▸ Stated goal
Copy the lines below word for word.

start Data shown

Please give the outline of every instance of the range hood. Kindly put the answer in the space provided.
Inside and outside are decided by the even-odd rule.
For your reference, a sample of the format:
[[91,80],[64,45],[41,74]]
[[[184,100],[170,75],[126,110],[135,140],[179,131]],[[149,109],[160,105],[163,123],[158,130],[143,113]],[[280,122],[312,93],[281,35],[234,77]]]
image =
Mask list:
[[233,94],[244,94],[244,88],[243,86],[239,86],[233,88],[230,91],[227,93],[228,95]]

end Data shown

▸ Final result
Please give the outline of every instance of the range hood. Kindly put the answer in the space provided.
Inside and outside are decided by the even-odd rule.
For your reference, a sample of the format:
[[91,80],[64,45],[41,74]]
[[[184,100],[170,75],[126,110],[135,140],[179,131]],[[149,109],[160,105],[163,123],[158,130],[143,113]],[[280,122],[312,93],[281,35],[234,77]]]
image =
Mask list:
[[233,94],[244,94],[244,88],[243,86],[239,86],[233,88],[230,91],[227,93],[228,95]]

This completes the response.